SUPPLIED TEXT
I stayed in my hometown for two months. I rarely interacted with people and spent most of the time walking along the country roads and ridges, taking photos, writing novels and painting. Gradually something that I had lost came back. I tried to organize my works and started to make garments as manifestations of my feelings during this period to answer the question - WHO AM I?

 

Although Ennui of No Name does not directly answer this question, it offers a sense of communion, a feeling of being on the edge of the society yet still feeling good in your own skin, a feeling appears on a summer afternoon, when you are lying alone in bed, when you are languishing.

 

When I talked to my photographer, Yuhan Cheng, about the concept and communion of this project, he felt its unspeakable touch too. We hit it off immediately, and began searching aimlessly for shooting locations in fields throughout Peng.

 

July is the hottest time of year in the Southwest. From morning to night, we searched and discussed the script and its emotions, this indefinable 'feeling' was at the heart of our project. In the photographs, you see the girls' faces blurred with sweat, you see their bare soles sinking into the gravel of the river, and you see their tired faces at night.

 

Outside the photographs, I see Yuhan sun-tanned back, I see my face red and swollen from heatstroke, and I see the silent ridge at night. All of these are sentiments are held the in photographs, and films and in the sweat that dripped down and our bodies that are tanned under the harsh sun, we tried to document these sentiments. It appeared in me, in Yuhan, in the models, in the bull strolling in the field, or in any moment experienced by anyone. A sense of satisfaction that is lost and despondent. It is the feeling of satisfaction risen from dejection and loss that throws out and answers the question—WHO AM I?

 

 

When I started to conceive Ennui of No Name 游荒, I was in a hurry to finish the exhibition of my previous work AH X 阿叉. In AH X, I was passionate about peeling apart my memories and crumbling them up to feed the audience. This excitement suddenly disappeared. I can feel the words hanging on the edge of my lips getting swallowed back, and my head in a state of confusion and swelling.

 

I couldn't think of a solution for a while, so I took the only six hundred Yuan I had left after squandering a summer and went South for the first time, trying to find a job.

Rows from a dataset

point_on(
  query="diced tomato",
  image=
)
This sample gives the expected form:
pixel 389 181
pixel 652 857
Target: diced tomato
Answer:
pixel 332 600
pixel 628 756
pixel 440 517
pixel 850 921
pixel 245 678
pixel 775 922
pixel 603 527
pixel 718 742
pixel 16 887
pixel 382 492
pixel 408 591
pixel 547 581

PARTS OF THE EXERCISE
1 > In the essay about the Ennui of No Name project, duplicate the passage from "I stayed in" to "you are languishing.".
2 > Pick up the essay about the Ennui of No Name project from its final sentence and keep writing.

ANSWERS TO THE EXERCISE
1 >
I stayed in my hometown for two months. I rarely interacted with people and spent most of the time walking along the country roads and ridges, taking photos, writing novels and painting. Gradually something that I had lost came back. I tried to organize my works and started to make garments as manifestations of my feelings during this period to answer the question - WHO AM I?

 

Although Ennui of No Name does not directly answer this question, it offers a sense of communion, a feeling of being on the edge of the society yet still feeling good in your own skin, a feeling appears on a summer afternoon, when you are lying alone in bed, when you are languishing.

2 >
 

Every roadside tree and every speck of dust in this fast-growing city were arranged by invisible hands, and I was living on a sofa in my friend's 27 square feet loft. At eight o'clock in the morning, the sun shone through the vine shelves outside my window, and I could see particles floating in the air, together with the smell of stir-fry from the restaurant downstairs. The first day of early autumn came and I found a job with the recommendation of a friend.

 

Before the three months internship was over, I had an even greater sense of emptiness and void that I could not name. Not only was I questioning my previous works but I was also very tired of the so-called 'design process' and the whole commercial industry. Although I pretended to be an independent thinker, I was no different from many others in the industry. I followed the same rules.I repeated them over and over.

 

What is the difference? Who am I? Is art really something that can be done according to a certain set of rules?

 

 

I felt more upset at my own ignorance and shallowness. All these thoughts were like boiling water: they threw questions at me like unceasing bubbles and then fizzle into reality.

 

"Mentally debilitated" - that's how the middle-aged male tenant who lived on the bottom floor of our apartment always described himself. He’d say it when he asked us to whisper and walk softly on our feet at all times. What an accurate term for people who live in a highly developed megalopolis where life and dreams are the same as those of many others who have been crushed with the precision of this city monster's iron teeth.

 

Some unspeakable emotion affected me, and I left my internship earlier than I had planned. With my nerves in tatters and my strained right knee - I returned to my hometown to spend the whole spring in a rural county in the Southwest.

 

I gave up thinking about "what I was going to create again" and started to wander aimlessly around the county every day. There was little difference between winter and spring in the Southwestern countryside; they both smelled like ashes. I walked along the concrete avenues that lacked restoration as the occasional motorbike or car flashed by. During the day, I would go shopping in the city or visit relatives in villages. Old people always sit in front of the village branch and chair. They just sit sporadically in their yards, waiting for the sun to dry chopped pickles and turnips. The farming season is idle in winter and early spring, everything is dead except for a few golden rapeseed flowers. The only thing that stays green is the cactus, which does not belong. This amazingly large and drought-tolerant American plant grows wildly in the messy fields of Pengxi.

 

I occasionally wandered far away. Sometimes I would run into houses that had been under construction for over ten years; sometimes I would see deserted buildings that were about to be demolished to make way for a road. Those huge buildings were built solidly on the land — only to disappear in a flash as people moved in with their families and out leaving their clothes behind just as instantaneously. Other times I would see foundations of bridges that were nearly completed along the brown and green pebble beach made of reinforced concrete.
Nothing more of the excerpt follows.